Task directions: Search term "shirt": please copy every line of the records below that contains it.

Top of Material provided

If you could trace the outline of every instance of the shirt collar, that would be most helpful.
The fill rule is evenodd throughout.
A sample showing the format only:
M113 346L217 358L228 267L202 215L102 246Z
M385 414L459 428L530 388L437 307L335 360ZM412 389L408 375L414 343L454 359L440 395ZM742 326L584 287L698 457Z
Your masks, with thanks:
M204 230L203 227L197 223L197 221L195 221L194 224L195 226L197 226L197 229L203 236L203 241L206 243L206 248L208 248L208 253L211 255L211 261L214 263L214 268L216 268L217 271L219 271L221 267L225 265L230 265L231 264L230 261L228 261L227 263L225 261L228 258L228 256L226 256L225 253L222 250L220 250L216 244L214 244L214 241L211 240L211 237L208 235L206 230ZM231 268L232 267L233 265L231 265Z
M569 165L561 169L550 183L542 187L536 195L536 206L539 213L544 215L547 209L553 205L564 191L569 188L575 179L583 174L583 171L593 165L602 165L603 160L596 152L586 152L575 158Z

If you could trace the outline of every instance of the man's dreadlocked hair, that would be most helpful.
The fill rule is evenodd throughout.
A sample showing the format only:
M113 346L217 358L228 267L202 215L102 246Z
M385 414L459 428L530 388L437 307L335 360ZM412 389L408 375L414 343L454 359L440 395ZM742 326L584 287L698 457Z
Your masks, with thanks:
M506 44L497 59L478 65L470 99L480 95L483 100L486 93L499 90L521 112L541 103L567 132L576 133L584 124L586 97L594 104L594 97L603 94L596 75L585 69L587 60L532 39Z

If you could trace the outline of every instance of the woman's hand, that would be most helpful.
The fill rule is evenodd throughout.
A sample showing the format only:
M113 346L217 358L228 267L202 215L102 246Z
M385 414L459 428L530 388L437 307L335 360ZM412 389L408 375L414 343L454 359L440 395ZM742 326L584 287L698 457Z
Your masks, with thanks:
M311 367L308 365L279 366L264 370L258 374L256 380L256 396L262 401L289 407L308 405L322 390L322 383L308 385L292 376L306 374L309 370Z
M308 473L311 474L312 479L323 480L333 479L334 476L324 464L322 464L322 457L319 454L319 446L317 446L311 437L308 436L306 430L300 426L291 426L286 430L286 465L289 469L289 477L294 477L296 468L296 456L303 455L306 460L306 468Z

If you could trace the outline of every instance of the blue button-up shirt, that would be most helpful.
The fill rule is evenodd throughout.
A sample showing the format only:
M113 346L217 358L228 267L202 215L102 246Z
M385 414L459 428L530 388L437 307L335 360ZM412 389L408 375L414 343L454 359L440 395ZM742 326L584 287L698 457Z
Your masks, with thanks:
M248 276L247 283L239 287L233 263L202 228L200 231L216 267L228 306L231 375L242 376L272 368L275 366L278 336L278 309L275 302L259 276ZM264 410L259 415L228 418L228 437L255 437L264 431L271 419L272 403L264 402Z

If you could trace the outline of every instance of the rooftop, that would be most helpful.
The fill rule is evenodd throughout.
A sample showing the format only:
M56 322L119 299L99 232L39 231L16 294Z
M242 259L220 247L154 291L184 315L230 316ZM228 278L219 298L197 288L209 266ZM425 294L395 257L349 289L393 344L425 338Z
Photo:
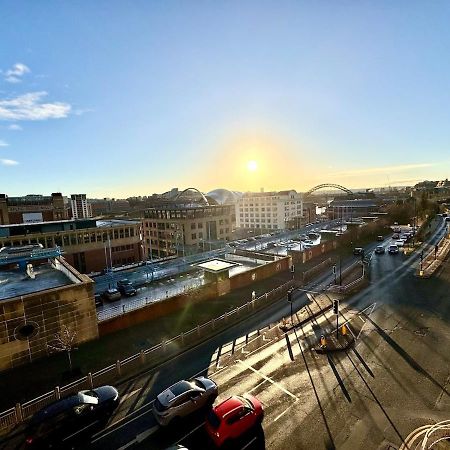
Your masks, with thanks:
M207 272L211 273L219 273L224 272L225 270L229 270L232 267L240 266L239 263L232 263L229 261L225 261L224 259L211 259L209 261L202 262L200 264L194 264L197 267L200 267L200 269L206 270Z
M0 269L0 301L73 283L48 263L33 266L33 272L31 279L26 270Z

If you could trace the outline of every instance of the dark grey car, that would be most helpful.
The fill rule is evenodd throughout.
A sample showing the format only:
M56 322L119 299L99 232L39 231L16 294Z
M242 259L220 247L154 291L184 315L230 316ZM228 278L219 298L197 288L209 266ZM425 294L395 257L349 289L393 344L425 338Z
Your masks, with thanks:
M174 419L212 405L217 394L217 385L209 378L178 381L156 397L153 414L158 423L165 426Z

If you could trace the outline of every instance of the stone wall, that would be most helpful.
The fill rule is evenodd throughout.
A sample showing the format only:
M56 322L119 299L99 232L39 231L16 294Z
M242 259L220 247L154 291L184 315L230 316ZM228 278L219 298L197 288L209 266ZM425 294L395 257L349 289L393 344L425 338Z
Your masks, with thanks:
M48 356L64 325L76 332L75 346L98 338L93 281L60 261L77 283L0 301L0 370Z

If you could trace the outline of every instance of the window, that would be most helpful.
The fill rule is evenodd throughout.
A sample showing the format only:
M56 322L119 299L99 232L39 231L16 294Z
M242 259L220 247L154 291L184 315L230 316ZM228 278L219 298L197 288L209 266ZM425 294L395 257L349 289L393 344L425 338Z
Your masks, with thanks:
M197 227L201 230L201 229L203 228L203 223L200 222L200 223L197 225Z
M195 230L195 223L191 223L191 230Z
M191 234L191 239L197 239L197 234L196 233L192 233Z

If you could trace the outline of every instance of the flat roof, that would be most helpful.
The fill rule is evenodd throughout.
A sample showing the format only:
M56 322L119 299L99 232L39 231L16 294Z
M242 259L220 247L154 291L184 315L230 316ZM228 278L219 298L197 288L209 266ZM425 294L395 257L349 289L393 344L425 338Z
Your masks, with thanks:
M232 263L229 261L225 261L224 259L210 259L209 261L205 261L199 264L194 264L196 267L200 267L200 269L206 270L211 273L219 273L224 272L225 270L229 270L232 267L240 266L239 263Z
M34 265L33 271L34 279L24 270L0 270L0 301L73 284L63 272L48 263Z

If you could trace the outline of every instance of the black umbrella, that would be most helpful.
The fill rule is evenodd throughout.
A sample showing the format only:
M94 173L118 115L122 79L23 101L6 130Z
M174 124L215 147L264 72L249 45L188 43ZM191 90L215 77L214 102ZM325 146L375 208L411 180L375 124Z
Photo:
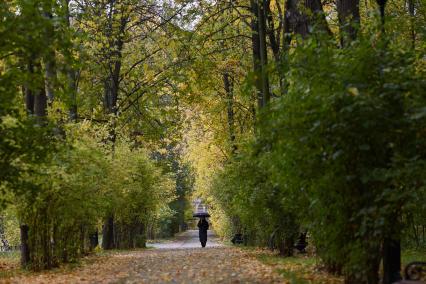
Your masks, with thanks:
M192 215L193 217L198 217L198 218L202 218L202 217L210 217L210 214L207 212L198 212Z

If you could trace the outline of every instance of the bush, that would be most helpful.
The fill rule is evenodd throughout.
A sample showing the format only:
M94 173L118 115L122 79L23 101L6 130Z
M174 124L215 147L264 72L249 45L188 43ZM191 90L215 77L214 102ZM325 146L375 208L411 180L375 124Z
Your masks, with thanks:
M28 259L35 270L76 261L97 245L105 216L115 217L115 247L144 247L146 228L173 200L170 176L142 148L118 140L111 155L105 133L89 123L34 130L23 152L8 202L16 208L28 240ZM96 243L95 243L96 242Z
M329 269L377 283L383 243L424 214L422 60L373 36L345 49L315 37L299 44L288 93L217 176L215 197L252 238L275 229L285 252L308 229Z

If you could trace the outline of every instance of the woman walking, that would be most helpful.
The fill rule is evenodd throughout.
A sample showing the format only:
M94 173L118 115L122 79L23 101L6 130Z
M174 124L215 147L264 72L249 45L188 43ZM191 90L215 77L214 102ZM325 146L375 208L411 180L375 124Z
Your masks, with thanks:
M200 221L198 221L197 226L198 226L201 246L205 247L207 243L207 230L209 229L209 223L207 222L206 217L201 217Z

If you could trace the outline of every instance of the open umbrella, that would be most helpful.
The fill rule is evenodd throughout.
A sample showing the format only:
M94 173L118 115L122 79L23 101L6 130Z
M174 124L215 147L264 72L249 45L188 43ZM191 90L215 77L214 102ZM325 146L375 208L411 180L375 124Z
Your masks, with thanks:
M208 217L210 217L210 214L207 213L207 212L197 212L197 213L194 213L192 216L198 217L198 218L202 218L202 217L208 218Z

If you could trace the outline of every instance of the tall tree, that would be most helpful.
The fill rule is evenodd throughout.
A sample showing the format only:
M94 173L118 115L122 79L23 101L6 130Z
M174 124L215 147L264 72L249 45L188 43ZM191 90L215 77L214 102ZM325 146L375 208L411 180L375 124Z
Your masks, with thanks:
M259 56L260 56L260 82L261 92L259 99L259 108L266 106L270 99L269 76L267 71L268 66L268 49L266 45L266 19L267 19L267 0L257 0L257 36L259 37Z
M231 144L231 153L235 154L237 151L237 144L235 141L234 82L233 77L227 70L223 73L223 86L226 94L229 142Z
M45 90L49 104L52 104L55 97L54 90L57 83L56 73L56 54L55 54L55 25L53 19L53 7L52 2L47 1L43 5L43 16L46 19L45 23L45 40L46 46L49 48L46 50L43 56L44 73L45 73Z
M337 0L340 25L340 44L347 46L356 39L360 24L359 0Z
M63 0L63 9L65 15L65 26L67 31L70 32L73 30L71 26L71 7L70 0ZM66 67L66 76L68 79L68 86L66 88L69 93L69 103L68 103L68 117L70 121L77 121L78 110L77 110L77 71L73 66L72 52L67 54L68 57L68 66Z

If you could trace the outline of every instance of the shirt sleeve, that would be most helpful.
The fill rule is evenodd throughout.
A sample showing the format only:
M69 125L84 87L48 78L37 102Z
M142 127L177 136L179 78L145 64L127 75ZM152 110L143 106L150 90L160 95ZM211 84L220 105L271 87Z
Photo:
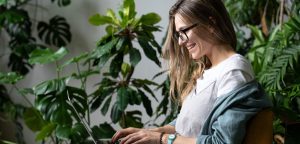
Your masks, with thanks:
M175 127L175 125L176 125L176 120L177 120L177 118L176 118L176 119L174 119L172 122L170 122L170 123L169 123L169 125L171 125L171 126L174 126L174 127Z
M217 97L228 94L235 88L244 85L254 79L253 75L250 75L242 70L231 70L221 76L220 83L218 85Z

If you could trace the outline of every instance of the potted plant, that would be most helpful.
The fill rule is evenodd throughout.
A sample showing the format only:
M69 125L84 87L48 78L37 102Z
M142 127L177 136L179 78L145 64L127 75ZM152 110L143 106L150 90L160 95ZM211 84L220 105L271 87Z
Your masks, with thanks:
M64 61L67 48L58 50L38 48L28 56L30 65L55 63L56 77L37 84L33 88L20 90L25 97L35 96L34 104L26 109L26 125L37 132L37 141L53 143L97 143L99 139L110 138L115 130L113 125L121 127L142 127L139 109L128 110L129 105L142 105L149 116L153 115L150 97L157 99L151 86L158 86L153 80L135 78L136 65L141 61L141 50L147 58L160 66L158 55L161 47L153 32L159 31L156 24L160 16L148 13L136 17L133 0L124 0L116 13L109 9L107 15L95 14L89 21L94 25L106 25L107 35L102 37L97 47L87 53ZM50 20L50 24L61 19ZM47 42L47 28L51 25L39 24L40 37ZM52 27L53 28L53 27ZM51 29L52 29L51 28ZM48 44L59 40L48 40ZM129 59L124 57L128 56ZM76 70L63 75L70 65ZM108 65L105 71L103 66ZM3 74L8 75L8 74ZM16 78L19 76L15 75ZM96 90L86 90L88 78L101 77ZM69 81L79 81L72 86ZM110 111L111 121L102 121L92 126L90 114L100 110L103 115Z

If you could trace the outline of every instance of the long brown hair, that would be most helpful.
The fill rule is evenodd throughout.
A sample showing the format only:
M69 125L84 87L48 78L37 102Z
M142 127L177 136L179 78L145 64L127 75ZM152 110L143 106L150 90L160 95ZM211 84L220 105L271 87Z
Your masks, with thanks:
M187 49L179 46L178 41L173 37L176 32L175 14L179 14L184 21L191 24L197 21L201 27L198 26L196 29L196 35L208 33L208 29L205 30L208 27L214 30L208 38L202 37L202 39L230 45L234 49L237 40L229 14L221 0L178 0L171 7L163 57L168 60L169 64L170 95L173 98L178 97L182 102L192 91L204 69L210 66L210 61L206 56L193 60Z

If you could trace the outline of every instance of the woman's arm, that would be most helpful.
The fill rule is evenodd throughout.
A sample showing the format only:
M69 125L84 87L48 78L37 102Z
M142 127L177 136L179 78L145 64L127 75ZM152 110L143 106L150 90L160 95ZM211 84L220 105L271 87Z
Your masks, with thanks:
M118 139L123 139L121 143L137 141L143 139L143 141L159 141L160 133L175 133L175 127L172 125L165 125L163 127L151 128L151 129L140 129L140 128L126 128L120 131L117 131L112 137L112 142L117 141ZM152 140L151 140L152 139Z
M165 130L172 129L171 127L161 127ZM155 129L155 130L163 130L163 129ZM160 141L161 132L149 130L149 129L141 129L138 132L131 133L126 137L123 137L120 141L120 144L167 144L168 137L170 134L163 134L162 141ZM183 136L176 136L176 139L173 141L173 144L196 144L196 138L188 138Z
M154 131L154 132L160 132L160 133L164 132L166 134L175 133L175 127L172 125L165 125L165 126L158 127L158 128L151 128L149 130Z

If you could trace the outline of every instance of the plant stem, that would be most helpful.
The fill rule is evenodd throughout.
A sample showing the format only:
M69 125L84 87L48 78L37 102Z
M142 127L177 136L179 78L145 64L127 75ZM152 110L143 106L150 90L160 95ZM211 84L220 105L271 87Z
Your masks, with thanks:
M19 94L22 95L22 97L25 99L25 101L31 106L31 107L34 107L33 104L30 102L29 99L26 98L26 96L21 93L20 89L16 86L16 85L13 85L13 87L18 91Z
M78 72L78 74L79 74L80 81L81 81L81 89L85 89L84 80L83 80L82 77L81 77L81 72L80 72L80 68L79 68L78 62L76 62L76 68L77 68L77 72Z
M280 27L282 27L282 23L283 23L284 3L285 3L285 0L281 0L281 3L280 3L280 16L279 16L279 25L280 25Z
M51 138L52 142L55 142L53 135L51 135L50 138Z
M264 10L263 10L263 13L262 13L262 16L261 16L262 31L263 31L263 34L265 36L269 35L268 25L267 25L267 22L266 22L266 13L267 13L268 5L269 5L269 0L267 0L267 3L264 7Z
M57 78L60 78L60 74L59 74L59 70L58 70L58 62L55 61L55 65L56 65L56 74L57 74Z

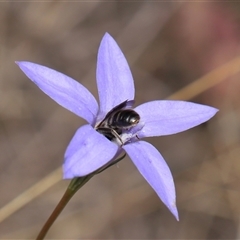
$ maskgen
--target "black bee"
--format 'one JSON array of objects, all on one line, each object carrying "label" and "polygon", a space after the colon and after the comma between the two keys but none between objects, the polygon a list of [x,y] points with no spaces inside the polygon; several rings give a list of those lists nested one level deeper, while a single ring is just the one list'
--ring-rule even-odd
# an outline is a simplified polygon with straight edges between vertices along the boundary
[{"label": "black bee", "polygon": [[96,126],[96,130],[110,141],[116,141],[123,145],[120,135],[139,123],[140,116],[132,109],[133,100],[124,101],[107,113],[105,118]]}]

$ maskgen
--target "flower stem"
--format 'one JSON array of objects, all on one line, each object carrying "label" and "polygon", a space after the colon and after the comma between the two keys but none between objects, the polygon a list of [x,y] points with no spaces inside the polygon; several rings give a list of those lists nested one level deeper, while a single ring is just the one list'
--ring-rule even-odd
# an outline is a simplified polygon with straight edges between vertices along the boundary
[{"label": "flower stem", "polygon": [[94,175],[106,170],[107,168],[111,167],[112,165],[118,163],[120,160],[122,160],[124,157],[126,156],[126,154],[124,153],[124,155],[118,159],[116,159],[115,161],[111,162],[110,164],[104,166],[101,169],[98,169],[97,171],[84,176],[84,177],[77,177],[77,178],[73,178],[70,182],[70,184],[68,185],[68,188],[66,190],[66,192],[64,193],[64,195],[62,196],[61,200],[59,201],[58,205],[56,206],[56,208],[53,210],[52,214],[50,215],[50,217],[48,218],[48,220],[45,222],[45,224],[43,225],[41,231],[39,232],[36,240],[43,240],[44,237],[46,236],[48,230],[50,229],[50,227],[53,225],[53,223],[55,222],[55,220],[57,219],[57,217],[59,216],[59,214],[62,212],[62,210],[65,208],[65,206],[67,205],[67,203],[70,201],[70,199],[73,197],[73,195],[85,184],[87,183]]},{"label": "flower stem", "polygon": [[62,212],[64,207],[67,205],[69,200],[73,197],[73,195],[78,191],[79,188],[81,188],[85,183],[87,183],[93,175],[88,175],[85,177],[80,177],[80,178],[74,178],[70,182],[66,192],[62,196],[61,200],[59,201],[58,205],[56,208],[53,210],[52,214],[44,224],[43,228],[39,232],[36,240],[43,240],[44,237],[46,236],[48,230],[52,226],[52,224],[55,222],[59,214]]}]

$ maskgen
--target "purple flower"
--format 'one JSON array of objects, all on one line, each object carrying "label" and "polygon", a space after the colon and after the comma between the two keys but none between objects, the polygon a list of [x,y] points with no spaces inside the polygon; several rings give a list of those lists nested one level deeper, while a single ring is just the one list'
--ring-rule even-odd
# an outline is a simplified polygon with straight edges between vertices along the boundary
[{"label": "purple flower", "polygon": [[108,33],[101,41],[97,60],[100,106],[93,95],[74,79],[35,63],[17,64],[49,97],[88,122],[76,131],[67,147],[63,164],[65,179],[91,174],[125,150],[142,176],[178,219],[175,187],[168,165],[154,146],[141,139],[185,131],[209,120],[217,109],[191,102],[157,100],[130,111],[140,117],[136,124],[124,129],[111,129],[108,123],[105,130],[110,132],[100,131],[99,123],[114,107],[126,102],[123,109],[132,109],[135,92],[128,63]]}]

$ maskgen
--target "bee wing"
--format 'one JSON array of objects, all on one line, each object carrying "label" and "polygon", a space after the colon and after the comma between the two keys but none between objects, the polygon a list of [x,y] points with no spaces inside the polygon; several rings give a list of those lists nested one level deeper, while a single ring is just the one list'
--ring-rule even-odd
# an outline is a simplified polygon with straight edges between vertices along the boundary
[{"label": "bee wing", "polygon": [[101,126],[102,123],[104,123],[109,117],[111,117],[115,112],[124,109],[124,108],[131,108],[134,104],[134,100],[126,100],[120,104],[118,104],[116,107],[114,107],[110,112],[107,113],[107,115],[105,116],[105,118],[101,121],[100,124],[98,124],[98,126]]},{"label": "bee wing", "polygon": [[[126,102],[126,101],[125,101]],[[134,100],[127,100],[125,107],[124,108],[132,108],[134,105],[135,101]]]}]

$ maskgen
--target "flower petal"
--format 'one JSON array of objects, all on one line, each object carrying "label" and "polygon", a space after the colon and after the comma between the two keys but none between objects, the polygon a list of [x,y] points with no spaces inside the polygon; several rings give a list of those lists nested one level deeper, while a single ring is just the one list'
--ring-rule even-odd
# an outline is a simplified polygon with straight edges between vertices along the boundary
[{"label": "flower petal", "polygon": [[185,101],[152,101],[134,109],[145,124],[138,137],[170,135],[212,118],[218,109]]},{"label": "flower petal", "polygon": [[150,143],[137,141],[124,145],[133,163],[178,220],[172,174],[165,160]]},{"label": "flower petal", "polygon": [[108,33],[104,35],[98,51],[97,86],[99,119],[125,100],[134,99],[134,82],[127,60]]},{"label": "flower petal", "polygon": [[31,62],[16,63],[27,77],[50,98],[79,117],[84,118],[90,124],[94,123],[98,104],[84,86],[53,69]]},{"label": "flower petal", "polygon": [[64,178],[81,177],[108,163],[118,146],[98,133],[90,125],[80,127],[65,152]]}]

Bottom of Material provided

Answer box:
If you could trace the outline of every instance of the shirt collar, that would be most helpful.
If you could trace the outline of every instance of the blue button-up shirt, that would be most helpful.
If you could trace the outline of every instance of the shirt sleeve, that would be most helpful.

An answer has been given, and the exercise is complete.